Heimkino-Tipp: „Simpel“ (2017)

Das Leben ist nichts für Feiglinge

Ein wunderbares Wortspiel: „Simpel“ ist nicht nur der Titel des Films, sondern auch eine weder sarkastisch noch böse gemeinte Bezeichnung für das Gemüt des 22-jährigen Barnabas, der geistig zurückgeblieben ist. Ebenso ist ‚Simpel‘ sein Ruf- und Spitzname. Er und sein älterer Bruder Ben stehen Mittelpunkt einer herzerwärmenden Geschichte, die sich leichtfüßig Themen wie Verantwortung, familiäre Bande und Pflichten sowie tiefer (Geschwister-)Liebe widmet.

Simpel (David Kross) und Ben (Frederick Lau) werden vom Tod ihrer Mutter eiskalt erwischt. Obwohl er sich zuvor schon aufopferungsvoll um seinen behinderten Bruder gekümmert hat, weiß Ben, dass es nun noch etwas schwieriger wird. Zumal er pflegebedingt nur hin und wieder einer Arbeit nachgehen kann und ihr Vater, der sich schon vor vielen Jahren abgesetzt hat, nun entscheidet, Simpel in eine Betreuungseinrichtung einzuweisen. Zähneknirschend akzeptiert Ben die Anordnung – nur um im entscheidenden Moment einzugreifen: Er kapert den Polizeiwagen, der Simpel zum Heim bringen sollte, entledigt sich der übrigen Fahrgäste und düst los. Sein Ziel: Hamburg, wo er Papa davon überzeugen will, dass er, Ben, allein die beste Hilfe für Simpel ist.

Kurze Aufgabe A: Welches Ziel steuert Ben laut der Filmbesprechung mit dem gekaperten Polizeiwagen an?
Die Zeilen des Datenbestands stehen in keinem Zusammenhang mit der Filmbesprechung.

Zeilen aus einer Datensammlung
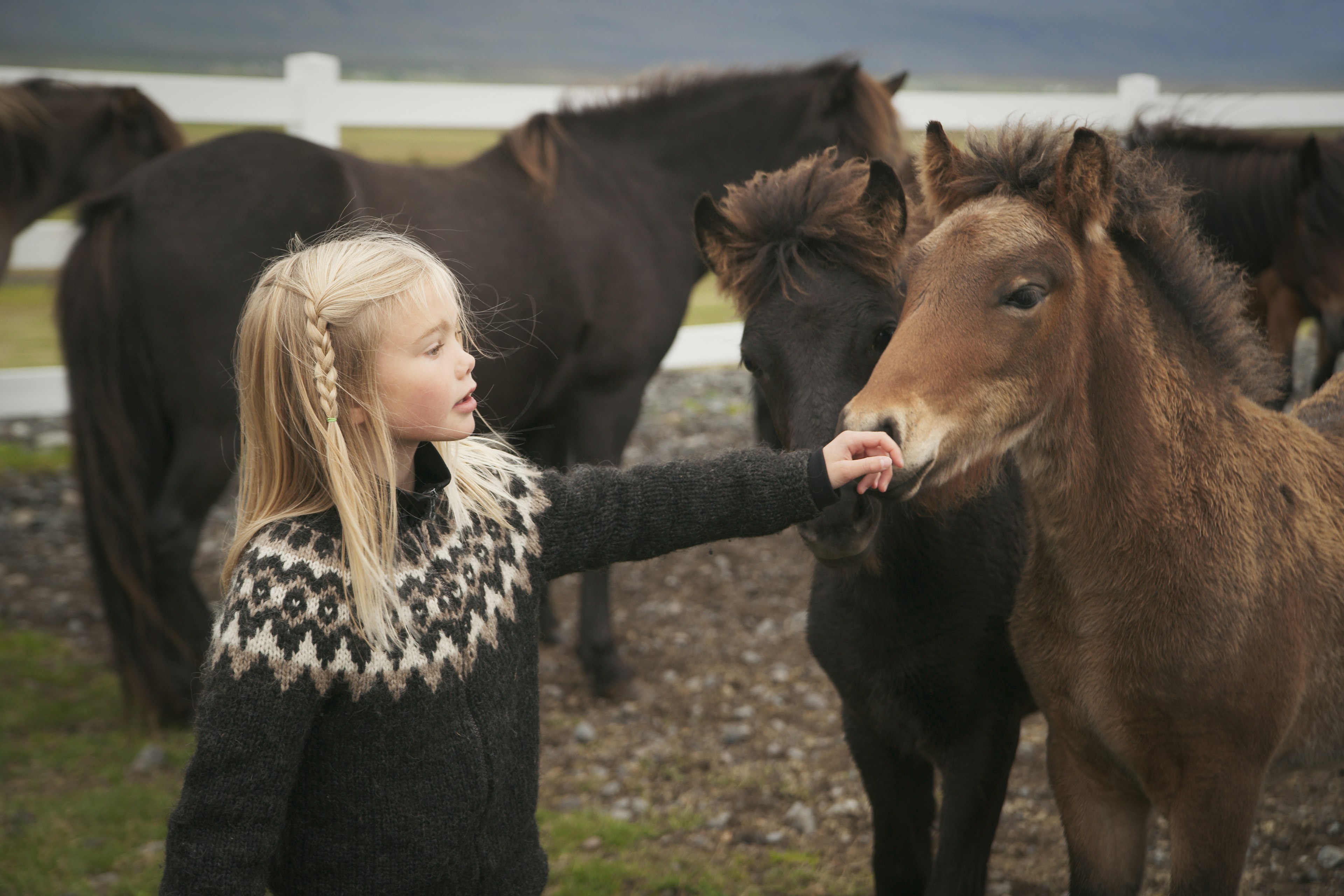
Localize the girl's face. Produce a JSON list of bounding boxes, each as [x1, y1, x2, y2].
[[375, 286, 476, 446]]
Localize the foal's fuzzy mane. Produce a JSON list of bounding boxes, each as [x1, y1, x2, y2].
[[0, 80, 51, 199], [950, 124, 1283, 404], [707, 146, 903, 316], [503, 59, 906, 189]]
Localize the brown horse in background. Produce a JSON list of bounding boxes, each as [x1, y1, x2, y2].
[[0, 78, 183, 277], [843, 122, 1344, 896], [1126, 122, 1344, 386]]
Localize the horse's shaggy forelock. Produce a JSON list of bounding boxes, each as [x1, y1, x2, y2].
[[950, 124, 1283, 404], [707, 148, 902, 316], [504, 59, 906, 191]]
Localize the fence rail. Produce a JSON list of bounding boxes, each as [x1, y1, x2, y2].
[[0, 52, 1344, 418], [8, 52, 1344, 269]]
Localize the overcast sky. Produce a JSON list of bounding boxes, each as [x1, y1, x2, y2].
[[0, 0, 1344, 87]]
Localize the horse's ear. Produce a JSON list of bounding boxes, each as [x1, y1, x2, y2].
[[1297, 134, 1321, 187], [827, 62, 859, 113], [919, 121, 968, 219], [1052, 128, 1115, 239], [863, 159, 906, 239], [695, 194, 731, 273]]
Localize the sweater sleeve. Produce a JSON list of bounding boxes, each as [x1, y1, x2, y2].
[[159, 591, 323, 896], [538, 449, 820, 579]]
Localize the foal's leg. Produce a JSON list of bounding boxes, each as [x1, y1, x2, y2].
[[567, 378, 648, 697], [1046, 727, 1152, 896], [929, 718, 1021, 896], [1167, 751, 1265, 896], [844, 705, 935, 896]]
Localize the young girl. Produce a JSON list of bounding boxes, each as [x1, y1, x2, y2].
[[160, 232, 901, 896]]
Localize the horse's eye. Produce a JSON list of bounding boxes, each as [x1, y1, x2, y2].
[[999, 293, 1046, 314]]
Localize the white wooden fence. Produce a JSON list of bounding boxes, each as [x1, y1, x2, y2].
[[0, 52, 1344, 418]]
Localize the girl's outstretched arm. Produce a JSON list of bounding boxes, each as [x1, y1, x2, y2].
[[538, 433, 901, 579]]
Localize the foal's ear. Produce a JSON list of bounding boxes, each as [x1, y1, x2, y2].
[[1052, 128, 1115, 239], [695, 194, 731, 274], [919, 121, 968, 223], [863, 159, 906, 239]]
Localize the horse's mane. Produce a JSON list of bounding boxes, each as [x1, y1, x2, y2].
[[1125, 121, 1316, 271], [503, 59, 904, 191], [710, 153, 902, 316], [0, 80, 51, 199], [0, 78, 184, 199], [950, 124, 1283, 404], [1302, 140, 1344, 237]]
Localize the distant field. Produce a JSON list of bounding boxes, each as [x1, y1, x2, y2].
[[0, 275, 61, 367], [0, 274, 736, 368]]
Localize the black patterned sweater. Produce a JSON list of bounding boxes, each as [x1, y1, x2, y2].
[[159, 444, 833, 896]]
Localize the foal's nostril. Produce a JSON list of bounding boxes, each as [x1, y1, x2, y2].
[[880, 416, 904, 447]]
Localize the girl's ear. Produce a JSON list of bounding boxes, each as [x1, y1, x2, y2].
[[919, 121, 969, 224]]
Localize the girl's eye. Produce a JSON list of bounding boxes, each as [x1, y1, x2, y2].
[[999, 291, 1046, 315]]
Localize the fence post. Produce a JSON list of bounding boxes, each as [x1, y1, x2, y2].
[[1114, 74, 1163, 130], [285, 52, 340, 148]]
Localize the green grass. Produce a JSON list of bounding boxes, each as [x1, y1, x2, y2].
[[0, 442, 70, 473], [0, 275, 61, 367], [0, 626, 871, 896]]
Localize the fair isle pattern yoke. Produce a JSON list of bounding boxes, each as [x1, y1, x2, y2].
[[207, 477, 548, 700]]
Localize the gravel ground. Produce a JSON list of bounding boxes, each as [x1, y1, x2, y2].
[[0, 371, 1344, 896]]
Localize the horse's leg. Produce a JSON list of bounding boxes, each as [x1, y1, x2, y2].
[[1046, 726, 1152, 896], [148, 428, 234, 709], [929, 715, 1021, 896], [1167, 747, 1265, 896], [844, 705, 936, 896], [568, 379, 646, 697]]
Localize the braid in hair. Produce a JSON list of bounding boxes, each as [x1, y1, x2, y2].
[[304, 293, 336, 426]]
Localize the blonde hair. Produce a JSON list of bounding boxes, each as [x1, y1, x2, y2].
[[222, 226, 527, 649]]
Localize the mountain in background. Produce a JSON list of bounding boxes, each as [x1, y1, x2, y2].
[[0, 0, 1344, 89]]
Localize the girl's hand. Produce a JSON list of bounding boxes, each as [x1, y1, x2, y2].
[[821, 430, 904, 494]]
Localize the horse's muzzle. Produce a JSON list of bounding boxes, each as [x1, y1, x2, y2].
[[798, 485, 882, 567]]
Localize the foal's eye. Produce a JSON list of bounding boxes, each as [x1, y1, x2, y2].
[[999, 291, 1046, 315]]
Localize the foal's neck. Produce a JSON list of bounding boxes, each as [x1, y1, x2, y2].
[[1017, 252, 1245, 540]]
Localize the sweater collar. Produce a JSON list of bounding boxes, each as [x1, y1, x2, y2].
[[397, 442, 453, 521]]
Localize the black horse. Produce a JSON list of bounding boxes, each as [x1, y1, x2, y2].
[[695, 153, 1035, 896], [0, 78, 183, 275], [1126, 122, 1344, 386], [59, 62, 903, 719]]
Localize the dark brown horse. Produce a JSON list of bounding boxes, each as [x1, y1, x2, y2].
[[843, 122, 1344, 896], [0, 78, 183, 275], [59, 62, 902, 719], [695, 153, 1032, 896], [1126, 122, 1344, 386]]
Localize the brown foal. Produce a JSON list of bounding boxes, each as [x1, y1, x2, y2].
[[841, 122, 1344, 896]]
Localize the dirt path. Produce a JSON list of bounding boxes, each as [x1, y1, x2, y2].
[[0, 372, 1344, 896]]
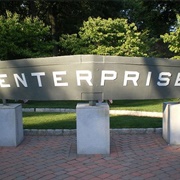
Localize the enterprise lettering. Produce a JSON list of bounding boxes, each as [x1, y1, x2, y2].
[[0, 70, 180, 88]]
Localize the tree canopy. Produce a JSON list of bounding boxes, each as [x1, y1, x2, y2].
[[60, 17, 152, 56], [0, 0, 180, 59]]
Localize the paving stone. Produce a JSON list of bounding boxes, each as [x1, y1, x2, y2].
[[0, 134, 180, 180]]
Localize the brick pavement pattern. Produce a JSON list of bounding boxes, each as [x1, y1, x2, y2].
[[0, 133, 180, 180]]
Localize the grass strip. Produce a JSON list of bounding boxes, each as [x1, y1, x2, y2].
[[20, 99, 179, 112], [23, 112, 162, 129]]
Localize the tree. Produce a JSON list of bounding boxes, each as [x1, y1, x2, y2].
[[60, 17, 150, 56], [0, 12, 53, 60], [161, 15, 180, 59]]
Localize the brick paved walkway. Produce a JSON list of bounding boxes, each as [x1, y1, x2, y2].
[[0, 133, 180, 180]]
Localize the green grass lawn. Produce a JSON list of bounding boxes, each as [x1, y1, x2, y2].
[[23, 112, 162, 129], [20, 99, 179, 112], [2, 99, 173, 129]]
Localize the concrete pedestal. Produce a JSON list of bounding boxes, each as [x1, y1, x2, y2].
[[0, 104, 24, 146], [162, 102, 180, 145], [76, 103, 110, 154]]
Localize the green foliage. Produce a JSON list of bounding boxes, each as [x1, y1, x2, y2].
[[161, 16, 180, 59], [60, 17, 152, 56], [0, 12, 53, 60]]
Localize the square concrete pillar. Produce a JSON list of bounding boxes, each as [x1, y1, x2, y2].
[[76, 103, 110, 154], [0, 104, 24, 146], [162, 102, 180, 145]]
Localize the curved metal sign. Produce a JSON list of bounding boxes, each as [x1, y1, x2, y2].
[[0, 55, 180, 100]]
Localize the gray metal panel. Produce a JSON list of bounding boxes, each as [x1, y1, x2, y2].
[[0, 55, 180, 100]]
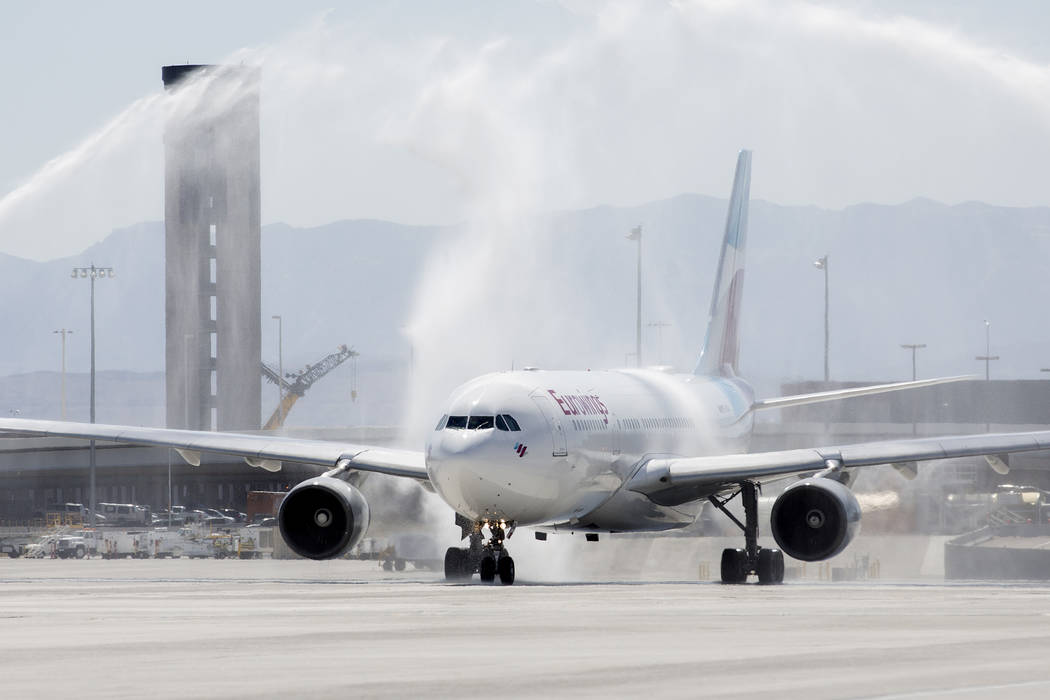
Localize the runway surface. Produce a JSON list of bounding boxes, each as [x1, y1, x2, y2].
[[0, 559, 1050, 699]]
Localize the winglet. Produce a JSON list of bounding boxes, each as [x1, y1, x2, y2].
[[693, 150, 751, 376]]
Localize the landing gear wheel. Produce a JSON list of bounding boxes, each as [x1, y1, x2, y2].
[[756, 549, 784, 584], [500, 556, 515, 586], [478, 554, 496, 584], [721, 549, 748, 584], [445, 547, 467, 581]]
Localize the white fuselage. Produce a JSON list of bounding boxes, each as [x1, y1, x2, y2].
[[426, 369, 754, 531]]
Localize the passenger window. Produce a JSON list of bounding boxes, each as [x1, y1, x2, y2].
[[467, 416, 494, 430]]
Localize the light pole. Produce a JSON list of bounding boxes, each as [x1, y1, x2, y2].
[[51, 328, 72, 421], [813, 253, 832, 384], [271, 315, 285, 427], [627, 225, 642, 367], [901, 343, 926, 381], [648, 321, 671, 364], [975, 319, 999, 382], [70, 262, 117, 528], [901, 343, 926, 434]]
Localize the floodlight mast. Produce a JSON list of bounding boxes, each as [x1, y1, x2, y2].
[[70, 262, 117, 528]]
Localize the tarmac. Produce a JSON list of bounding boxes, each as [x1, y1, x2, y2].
[[0, 542, 1050, 700]]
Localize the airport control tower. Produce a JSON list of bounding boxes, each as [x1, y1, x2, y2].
[[162, 65, 261, 430]]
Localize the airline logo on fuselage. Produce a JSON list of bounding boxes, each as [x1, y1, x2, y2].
[[547, 389, 609, 425]]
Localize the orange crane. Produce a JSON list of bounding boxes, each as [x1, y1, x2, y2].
[[263, 345, 359, 430]]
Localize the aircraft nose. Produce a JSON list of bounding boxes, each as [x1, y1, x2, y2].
[[439, 430, 491, 458]]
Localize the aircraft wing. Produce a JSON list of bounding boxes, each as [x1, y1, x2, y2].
[[751, 375, 975, 410], [627, 430, 1050, 506], [0, 419, 429, 481]]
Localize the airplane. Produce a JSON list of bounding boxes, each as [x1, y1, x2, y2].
[[0, 150, 1050, 585]]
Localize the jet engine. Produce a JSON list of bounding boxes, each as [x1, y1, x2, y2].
[[770, 476, 860, 561], [277, 476, 369, 559]]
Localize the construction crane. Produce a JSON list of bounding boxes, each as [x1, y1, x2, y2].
[[263, 345, 358, 430]]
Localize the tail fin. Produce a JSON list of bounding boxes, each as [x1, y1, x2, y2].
[[693, 151, 751, 376]]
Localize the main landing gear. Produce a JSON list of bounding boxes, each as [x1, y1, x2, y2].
[[708, 482, 784, 584], [445, 514, 515, 586]]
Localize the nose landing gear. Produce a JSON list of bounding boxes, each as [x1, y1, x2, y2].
[[445, 514, 515, 586], [708, 482, 784, 584]]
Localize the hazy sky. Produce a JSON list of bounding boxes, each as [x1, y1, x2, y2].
[[0, 0, 1050, 259]]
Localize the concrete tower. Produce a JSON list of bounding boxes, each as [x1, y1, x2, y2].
[[162, 65, 261, 430]]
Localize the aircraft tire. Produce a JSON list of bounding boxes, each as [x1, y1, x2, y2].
[[757, 549, 784, 585], [478, 554, 496, 584], [721, 549, 748, 584], [445, 547, 467, 581], [499, 556, 515, 586]]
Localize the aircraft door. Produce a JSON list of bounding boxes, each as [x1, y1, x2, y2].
[[532, 394, 569, 457]]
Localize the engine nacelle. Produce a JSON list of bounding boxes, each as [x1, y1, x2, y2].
[[277, 476, 369, 559], [770, 478, 860, 561]]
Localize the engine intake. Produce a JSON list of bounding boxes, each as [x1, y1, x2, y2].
[[770, 476, 860, 561], [277, 476, 369, 559]]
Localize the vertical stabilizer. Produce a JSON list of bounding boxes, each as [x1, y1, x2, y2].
[[694, 151, 751, 376]]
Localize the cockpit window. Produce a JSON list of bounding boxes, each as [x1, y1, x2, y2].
[[496, 413, 521, 431], [466, 416, 495, 430]]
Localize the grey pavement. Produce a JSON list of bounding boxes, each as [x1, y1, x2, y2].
[[0, 559, 1050, 699]]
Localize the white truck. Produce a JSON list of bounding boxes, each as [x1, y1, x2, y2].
[[100, 530, 150, 559]]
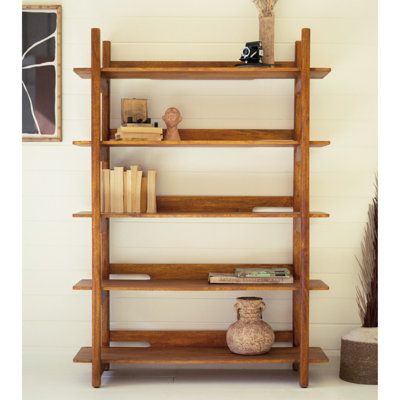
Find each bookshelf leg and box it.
[91,28,102,388]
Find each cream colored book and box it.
[140,176,147,214]
[110,169,116,212]
[147,170,157,214]
[101,169,111,212]
[114,167,124,213]
[118,125,162,135]
[132,171,143,213]
[124,170,132,213]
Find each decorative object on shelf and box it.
[252,0,278,66]
[22,4,62,142]
[240,41,263,66]
[208,267,293,284]
[340,183,378,385]
[115,123,163,141]
[121,99,148,124]
[101,165,157,213]
[162,107,182,140]
[226,297,275,355]
[208,272,293,285]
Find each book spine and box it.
[124,170,132,213]
[132,171,143,213]
[147,170,157,213]
[114,167,124,213]
[101,169,111,212]
[208,276,293,284]
[110,169,116,212]
[140,176,147,213]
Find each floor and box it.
[23,351,377,400]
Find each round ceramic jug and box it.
[226,297,275,355]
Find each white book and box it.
[147,170,157,213]
[132,171,143,213]
[101,169,111,212]
[130,165,140,212]
[124,170,132,213]
[114,167,124,213]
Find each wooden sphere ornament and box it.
[162,107,182,140]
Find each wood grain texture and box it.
[73,279,329,292]
[74,61,331,80]
[73,211,329,218]
[111,330,292,348]
[74,347,328,364]
[292,41,301,370]
[73,140,331,147]
[299,29,311,387]
[101,41,111,371]
[110,264,292,280]
[73,129,330,147]
[91,28,102,387]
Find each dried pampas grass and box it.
[252,0,278,17]
[357,183,378,328]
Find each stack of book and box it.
[101,165,157,213]
[208,267,293,284]
[115,127,163,141]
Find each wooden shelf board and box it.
[72,139,331,147]
[74,347,328,364]
[72,211,329,218]
[74,62,331,80]
[73,279,329,292]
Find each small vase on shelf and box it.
[226,297,275,355]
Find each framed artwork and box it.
[22,5,61,142]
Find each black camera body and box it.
[240,41,263,64]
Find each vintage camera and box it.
[240,41,263,64]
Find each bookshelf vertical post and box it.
[91,28,102,387]
[101,41,111,370]
[292,41,301,371]
[297,29,310,387]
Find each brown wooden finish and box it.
[73,279,329,292]
[292,41,301,370]
[72,211,329,218]
[73,140,331,147]
[110,264,292,280]
[299,29,310,387]
[101,41,111,371]
[92,29,102,387]
[74,347,328,364]
[111,331,292,348]
[74,62,331,80]
[74,29,330,387]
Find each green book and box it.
[235,268,291,278]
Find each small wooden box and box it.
[121,99,147,124]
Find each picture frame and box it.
[21,4,62,142]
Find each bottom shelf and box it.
[74,347,328,364]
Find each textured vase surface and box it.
[226,297,275,355]
[259,15,275,65]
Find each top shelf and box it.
[74,61,331,80]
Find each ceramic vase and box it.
[226,297,275,355]
[339,328,378,385]
[259,15,275,65]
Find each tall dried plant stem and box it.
[357,184,378,328]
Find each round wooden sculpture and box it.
[339,328,378,385]
[226,297,275,355]
[162,107,182,140]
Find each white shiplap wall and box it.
[23,0,377,352]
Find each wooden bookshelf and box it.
[74,28,330,387]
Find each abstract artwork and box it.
[22,5,61,142]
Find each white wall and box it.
[23,0,377,354]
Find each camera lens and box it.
[243,47,250,57]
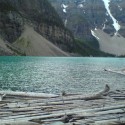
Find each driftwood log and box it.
[0,85,125,125]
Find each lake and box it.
[0,57,125,94]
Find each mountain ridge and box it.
[49,0,125,56]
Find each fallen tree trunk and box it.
[63,85,110,101]
[0,91,58,100]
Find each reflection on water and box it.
[0,57,125,93]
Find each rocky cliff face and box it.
[49,0,125,56]
[0,0,74,55]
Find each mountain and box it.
[0,0,74,56]
[49,0,125,56]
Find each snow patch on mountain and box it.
[78,4,84,8]
[118,5,123,11]
[102,0,121,35]
[91,29,99,40]
[91,29,125,56]
[61,4,68,13]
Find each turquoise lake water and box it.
[0,57,125,93]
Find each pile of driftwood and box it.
[0,85,125,125]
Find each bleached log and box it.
[63,85,110,101]
[0,91,58,98]
[92,118,125,125]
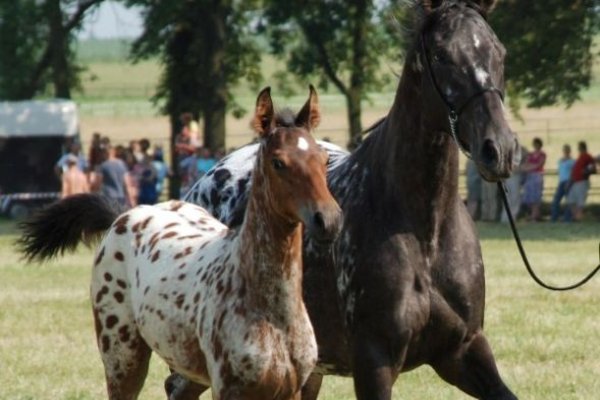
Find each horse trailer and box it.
[0,99,79,218]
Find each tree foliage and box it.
[0,0,102,100]
[127,0,261,197]
[262,0,399,145]
[490,0,600,108]
[127,0,261,148]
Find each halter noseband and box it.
[421,34,504,159]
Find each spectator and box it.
[567,142,596,221]
[93,145,135,208]
[500,146,528,224]
[523,138,546,221]
[88,132,103,171]
[60,154,90,198]
[551,144,575,222]
[54,141,87,176]
[465,159,481,221]
[129,140,144,164]
[175,113,200,163]
[481,179,498,222]
[194,147,217,176]
[137,157,158,204]
[152,146,171,197]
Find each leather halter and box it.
[421,34,504,159]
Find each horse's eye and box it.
[271,158,285,171]
[433,53,445,64]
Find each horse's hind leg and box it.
[302,374,323,400]
[94,309,152,400]
[431,332,517,400]
[165,372,208,400]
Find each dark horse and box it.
[179,0,519,399]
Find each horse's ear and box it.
[252,87,275,137]
[471,0,497,15]
[295,85,321,130]
[421,0,444,14]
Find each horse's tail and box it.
[17,194,122,262]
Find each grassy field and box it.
[0,221,600,400]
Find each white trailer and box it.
[0,99,79,218]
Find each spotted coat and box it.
[91,201,317,398]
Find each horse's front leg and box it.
[165,372,208,400]
[302,374,323,400]
[353,325,408,400]
[431,332,517,400]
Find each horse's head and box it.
[252,86,342,242]
[417,0,520,181]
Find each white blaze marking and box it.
[475,67,490,85]
[298,138,308,150]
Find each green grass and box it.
[0,221,600,400]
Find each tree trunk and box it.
[200,4,228,151]
[165,113,181,199]
[346,0,369,149]
[46,0,71,99]
[346,88,362,150]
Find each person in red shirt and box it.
[567,142,596,221]
[521,138,546,221]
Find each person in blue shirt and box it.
[552,144,575,222]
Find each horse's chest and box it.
[201,316,317,398]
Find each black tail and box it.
[17,194,121,262]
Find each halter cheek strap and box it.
[421,35,600,291]
[421,35,504,159]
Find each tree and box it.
[0,0,102,100]
[490,0,600,109]
[127,0,260,197]
[263,0,399,147]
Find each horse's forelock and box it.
[275,108,296,128]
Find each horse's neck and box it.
[369,61,458,240]
[239,169,302,323]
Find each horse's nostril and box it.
[481,139,498,164]
[313,211,325,230]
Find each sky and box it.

Kurze Aufgabe B: Aktualisiere im Datenbestand die Zeilen von der Zeile mit „Localize the girl's eye.“ bis einschließlich der Zeile mit „[[304, 293, 336, 426]]“, indem du „gravel ground“ durch „sandy ground“ ersetzt und alles andere unverändert lässt. Gib nur diese Zeilen aus.

Ausgabe A: Hamburg, wo er den Vater überzeugen will, dass er allein die beste Hilfe für Simpel ist.

Ausgabe B:
Localize the girl's eye. Produce a JSON list of bounding boxes, each as [x1, y1, x2, y2].
[[999, 291, 1046, 315]]
Localize the fence post. Produce a JSON list of bounding boxes, each as [x1, y1, x2, y2].
[[1114, 74, 1163, 130], [285, 52, 340, 148]]
Localize the green grass. Produce a JSON list of bounding boxes, each as [x1, y1, x2, y2].
[[0, 442, 70, 473], [0, 275, 61, 367], [0, 626, 871, 896]]
Localize the fair isle pattern yoke. Produce a JSON list of bounding boxes, each as [x1, y1, x2, y2].
[[207, 477, 548, 700]]
Localize the sandy ground. Produce a JSON list of bounding boxes, each as [x1, y1, x2, y2].
[[0, 371, 1344, 896]]
Localize the horse's leg. Produce a JSON list of bounding boxes, each as [x1, y1, x2, y2].
[[1046, 726, 1152, 896], [148, 428, 234, 709], [929, 715, 1021, 896], [1167, 747, 1265, 896], [844, 705, 936, 896], [568, 379, 646, 697]]
Localize the braid in hair. Produce a JSON list of bounding boxes, each as [x1, y1, x2, y2].
[[304, 293, 336, 426]]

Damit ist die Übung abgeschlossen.